» **Task**: Convert the rows below, from the line with "task | put a marker on each instance of the street" to the line with "x=632, y=331", both ends included, into a numbered list, omitting any blank lines.

++++ Data extract

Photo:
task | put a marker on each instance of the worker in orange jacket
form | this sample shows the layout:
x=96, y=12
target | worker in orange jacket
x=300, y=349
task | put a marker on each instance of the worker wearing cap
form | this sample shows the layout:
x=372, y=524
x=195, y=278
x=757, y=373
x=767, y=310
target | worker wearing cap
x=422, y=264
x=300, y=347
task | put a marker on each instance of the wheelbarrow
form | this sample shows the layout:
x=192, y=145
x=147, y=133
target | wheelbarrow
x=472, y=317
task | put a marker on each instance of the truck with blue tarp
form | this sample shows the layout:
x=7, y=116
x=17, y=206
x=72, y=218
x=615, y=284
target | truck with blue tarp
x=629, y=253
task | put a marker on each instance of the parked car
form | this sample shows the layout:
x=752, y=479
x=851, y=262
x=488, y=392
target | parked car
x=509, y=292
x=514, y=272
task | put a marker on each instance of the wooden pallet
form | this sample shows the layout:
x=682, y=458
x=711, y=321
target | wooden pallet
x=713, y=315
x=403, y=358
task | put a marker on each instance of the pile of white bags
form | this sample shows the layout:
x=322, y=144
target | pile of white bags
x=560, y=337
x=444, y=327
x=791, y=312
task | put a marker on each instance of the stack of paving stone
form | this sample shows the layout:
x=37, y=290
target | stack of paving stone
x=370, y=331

++++++++
++++ Data extract

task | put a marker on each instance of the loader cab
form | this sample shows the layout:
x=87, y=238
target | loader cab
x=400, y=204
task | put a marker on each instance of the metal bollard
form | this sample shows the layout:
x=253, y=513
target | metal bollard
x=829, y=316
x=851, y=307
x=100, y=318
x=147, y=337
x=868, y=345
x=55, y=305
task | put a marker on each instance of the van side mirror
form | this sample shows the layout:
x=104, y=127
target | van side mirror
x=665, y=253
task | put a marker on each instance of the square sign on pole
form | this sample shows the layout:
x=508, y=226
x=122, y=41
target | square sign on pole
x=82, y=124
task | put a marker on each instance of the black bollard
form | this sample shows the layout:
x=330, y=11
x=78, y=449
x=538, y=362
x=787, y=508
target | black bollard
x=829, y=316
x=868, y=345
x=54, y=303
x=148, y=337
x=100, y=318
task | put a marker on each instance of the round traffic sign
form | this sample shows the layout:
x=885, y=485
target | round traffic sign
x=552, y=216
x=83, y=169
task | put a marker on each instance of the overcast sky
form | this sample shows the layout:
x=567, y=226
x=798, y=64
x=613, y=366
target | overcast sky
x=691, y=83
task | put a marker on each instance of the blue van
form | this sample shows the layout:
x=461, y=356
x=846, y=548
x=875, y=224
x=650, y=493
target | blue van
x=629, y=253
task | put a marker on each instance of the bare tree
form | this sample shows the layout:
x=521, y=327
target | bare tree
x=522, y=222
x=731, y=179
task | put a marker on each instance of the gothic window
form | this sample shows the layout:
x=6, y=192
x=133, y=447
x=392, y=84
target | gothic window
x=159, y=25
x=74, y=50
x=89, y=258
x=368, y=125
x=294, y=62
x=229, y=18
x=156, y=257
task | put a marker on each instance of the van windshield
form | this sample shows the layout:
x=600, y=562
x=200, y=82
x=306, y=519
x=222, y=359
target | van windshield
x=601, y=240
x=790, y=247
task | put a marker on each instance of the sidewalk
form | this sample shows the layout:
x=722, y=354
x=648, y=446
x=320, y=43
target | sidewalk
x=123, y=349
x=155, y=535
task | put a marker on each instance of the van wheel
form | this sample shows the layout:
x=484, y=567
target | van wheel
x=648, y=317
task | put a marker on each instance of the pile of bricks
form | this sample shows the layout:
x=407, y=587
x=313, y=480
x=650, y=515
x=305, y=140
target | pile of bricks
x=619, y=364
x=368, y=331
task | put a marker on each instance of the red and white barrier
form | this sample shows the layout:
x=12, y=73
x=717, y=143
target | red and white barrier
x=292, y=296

++++++++
++++ Data extract

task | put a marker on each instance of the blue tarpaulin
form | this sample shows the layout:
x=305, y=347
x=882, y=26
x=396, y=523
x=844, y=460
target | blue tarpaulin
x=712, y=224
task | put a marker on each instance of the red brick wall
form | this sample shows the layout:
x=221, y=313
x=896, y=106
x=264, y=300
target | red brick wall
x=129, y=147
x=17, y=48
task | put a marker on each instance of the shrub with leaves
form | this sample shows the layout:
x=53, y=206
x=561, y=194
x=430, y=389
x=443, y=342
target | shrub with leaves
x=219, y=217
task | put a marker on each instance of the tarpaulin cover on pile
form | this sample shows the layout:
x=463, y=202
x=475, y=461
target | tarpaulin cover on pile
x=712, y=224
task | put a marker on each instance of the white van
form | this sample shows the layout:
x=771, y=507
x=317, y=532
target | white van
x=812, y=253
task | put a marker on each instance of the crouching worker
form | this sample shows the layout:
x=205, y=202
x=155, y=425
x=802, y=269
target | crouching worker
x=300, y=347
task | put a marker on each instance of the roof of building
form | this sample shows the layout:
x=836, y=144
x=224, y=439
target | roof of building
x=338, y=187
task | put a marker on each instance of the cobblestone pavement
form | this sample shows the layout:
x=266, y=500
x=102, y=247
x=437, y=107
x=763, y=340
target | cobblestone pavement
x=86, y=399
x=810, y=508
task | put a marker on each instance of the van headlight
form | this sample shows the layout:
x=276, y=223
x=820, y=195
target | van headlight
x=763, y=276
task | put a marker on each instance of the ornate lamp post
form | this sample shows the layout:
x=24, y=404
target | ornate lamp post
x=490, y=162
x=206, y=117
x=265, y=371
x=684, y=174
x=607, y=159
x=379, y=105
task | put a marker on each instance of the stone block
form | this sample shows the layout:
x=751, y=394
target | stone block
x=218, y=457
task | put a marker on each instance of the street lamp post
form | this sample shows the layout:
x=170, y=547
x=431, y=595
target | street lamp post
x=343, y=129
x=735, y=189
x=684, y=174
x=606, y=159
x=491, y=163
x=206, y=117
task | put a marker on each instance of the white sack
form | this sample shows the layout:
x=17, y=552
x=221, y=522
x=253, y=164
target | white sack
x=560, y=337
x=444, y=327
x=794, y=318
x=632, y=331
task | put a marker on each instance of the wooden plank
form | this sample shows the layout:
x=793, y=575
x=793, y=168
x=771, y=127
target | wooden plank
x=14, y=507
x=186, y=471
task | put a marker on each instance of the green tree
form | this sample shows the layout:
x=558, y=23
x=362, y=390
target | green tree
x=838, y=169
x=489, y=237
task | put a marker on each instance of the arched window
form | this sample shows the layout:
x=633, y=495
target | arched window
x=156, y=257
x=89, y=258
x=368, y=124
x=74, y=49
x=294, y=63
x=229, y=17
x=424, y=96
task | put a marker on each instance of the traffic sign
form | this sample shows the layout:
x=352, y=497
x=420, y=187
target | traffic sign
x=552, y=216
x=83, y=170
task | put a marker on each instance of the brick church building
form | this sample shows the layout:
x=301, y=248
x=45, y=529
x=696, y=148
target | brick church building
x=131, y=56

++++++++

» **Exercise result**:
1. task | put a marker on each instance of the street lamp post
2. form | this sample shows the layout:
3. x=170, y=547
4. x=431, y=595
5. target | street lamp post
6. x=343, y=129
7. x=735, y=189
8. x=684, y=174
9. x=606, y=159
10. x=491, y=163
11. x=206, y=117
12. task | put a marker on each instance of the white sack
13. form | this sample shows the layout:
14. x=17, y=552
15. x=221, y=522
16. x=253, y=164
17. target | white sack
18. x=560, y=337
19. x=444, y=327
20. x=794, y=318
21. x=632, y=331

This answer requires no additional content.